Instructions to follow:
Every record that appears below should be transcribed exactly.

□ □ □ □ □

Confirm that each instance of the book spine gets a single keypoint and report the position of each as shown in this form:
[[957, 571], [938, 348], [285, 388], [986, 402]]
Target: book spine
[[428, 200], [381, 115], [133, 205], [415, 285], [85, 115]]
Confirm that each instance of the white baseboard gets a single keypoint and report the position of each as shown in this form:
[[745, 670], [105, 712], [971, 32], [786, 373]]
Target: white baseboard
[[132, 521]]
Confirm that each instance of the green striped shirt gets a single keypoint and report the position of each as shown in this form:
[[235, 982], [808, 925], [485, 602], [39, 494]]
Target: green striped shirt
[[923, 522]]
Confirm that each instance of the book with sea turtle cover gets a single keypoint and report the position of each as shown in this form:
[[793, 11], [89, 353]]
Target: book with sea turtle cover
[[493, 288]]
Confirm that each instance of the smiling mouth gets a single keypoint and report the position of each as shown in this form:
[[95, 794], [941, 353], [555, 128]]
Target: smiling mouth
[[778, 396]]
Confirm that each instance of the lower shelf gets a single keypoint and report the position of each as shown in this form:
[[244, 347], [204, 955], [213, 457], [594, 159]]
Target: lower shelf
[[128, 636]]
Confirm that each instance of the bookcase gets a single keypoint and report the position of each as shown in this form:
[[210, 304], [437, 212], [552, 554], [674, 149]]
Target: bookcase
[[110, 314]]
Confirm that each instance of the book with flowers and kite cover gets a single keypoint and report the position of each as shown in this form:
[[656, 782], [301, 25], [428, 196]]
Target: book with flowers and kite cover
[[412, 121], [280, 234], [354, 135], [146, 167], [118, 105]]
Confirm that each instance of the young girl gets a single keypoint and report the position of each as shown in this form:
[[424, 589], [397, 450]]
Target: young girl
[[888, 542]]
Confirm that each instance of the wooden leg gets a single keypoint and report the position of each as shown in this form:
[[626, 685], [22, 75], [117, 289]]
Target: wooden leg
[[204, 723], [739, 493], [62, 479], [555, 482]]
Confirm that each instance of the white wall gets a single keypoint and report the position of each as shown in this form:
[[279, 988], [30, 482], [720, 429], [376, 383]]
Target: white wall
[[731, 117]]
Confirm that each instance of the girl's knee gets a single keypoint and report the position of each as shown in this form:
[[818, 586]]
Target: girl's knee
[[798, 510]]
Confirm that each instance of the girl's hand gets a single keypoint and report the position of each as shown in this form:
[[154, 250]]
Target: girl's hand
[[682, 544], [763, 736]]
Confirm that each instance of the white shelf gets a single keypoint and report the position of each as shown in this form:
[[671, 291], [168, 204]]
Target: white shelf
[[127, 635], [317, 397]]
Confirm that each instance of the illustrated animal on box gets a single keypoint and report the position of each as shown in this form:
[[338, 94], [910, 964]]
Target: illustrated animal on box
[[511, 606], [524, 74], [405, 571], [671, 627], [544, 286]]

□ □ □ □ □

Response to the task:
Confirm that each instance of the book spine gets a single keypoint and report the position of each as shown in this form:
[[957, 571], [938, 348], [285, 388], [986, 402]]
Target: book spine
[[428, 200], [381, 115], [133, 205], [415, 285], [85, 115]]
Confirm that each instance of the white baseboard gets a single keypoint and report the position of each as shown in this form:
[[745, 670], [105, 712], [971, 32], [786, 373]]
Target: white baseboard
[[132, 521]]
Confirm that each instance of the green striped shirt gets a single keypoint and report the position of each as shown in this form:
[[235, 982], [808, 925], [485, 602], [39, 494]]
Target: green striped shirt
[[923, 522]]
Confirm that each instance of the book with sea turtle cover gets a single keypoint and report the position of each as shown in this form:
[[793, 11], [89, 353]]
Target: book with sea turtle cover
[[493, 288]]
Confirm that each instance of the smiling mouth gets a single keypoint and report the position of each as shown in this form:
[[95, 794], [941, 353], [555, 128]]
Target: smiling mouth
[[778, 396]]
Confirm that each instance of the lower shelf gets a single keypoint and report the position of each as shown in this form:
[[244, 347], [204, 955], [213, 457], [594, 159]]
Target: lower shelf
[[128, 636]]
Confirm that each instance of the bookcase gets a single keypoint and report the position of each as shown in this form:
[[210, 304], [437, 212], [552, 554], [674, 149]]
Target: bookcase
[[110, 314]]
Confirm that each instance of the book with flowers and kite cover gets a single keypoint and report the position of each as shown in this form:
[[656, 782], [301, 25], [428, 196]]
Target: book with flowers and kite cover
[[412, 121], [280, 234], [354, 135], [146, 167], [118, 105]]
Confirm that each instance of the young girl gets a single keypoint and report the position of each as shown in this form:
[[424, 589], [397, 450]]
Target: young girl
[[888, 542]]
Confirm that each instance of the wooden leg gets a single keypoint and report the position of each as shown in this form:
[[626, 685], [22, 75], [117, 289]]
Target: wooden leg
[[204, 723], [739, 493], [62, 479], [555, 482]]
Confirm that each instance of the white wall gets a single keypoint and report the position of each as shown in this form:
[[279, 988], [30, 482], [720, 429], [376, 383]]
Target: white wall
[[731, 117]]
Confirm that each instance of the girl's knee gets a single keypoint and report the position of each as shown in this form:
[[818, 586]]
Target: girl's knee
[[798, 510]]
Confirm that each instance of the girl's hand gets a single keypoint and report the position of each as shown in this form:
[[154, 250]]
Target: girl's hand
[[682, 544], [763, 736]]
Confirm that each instance of the white shelf gets a single keypoint and report the position of each as shown in this form:
[[671, 291], [168, 204]]
Target: white shelf
[[127, 635], [317, 397]]
Confirm that each instance of the illustrated animal on box gets a single keypoint and report the position of each as shown in this form:
[[338, 94], [910, 964]]
Target: illustrated animal on box
[[511, 606], [524, 74], [405, 571], [671, 627], [544, 286]]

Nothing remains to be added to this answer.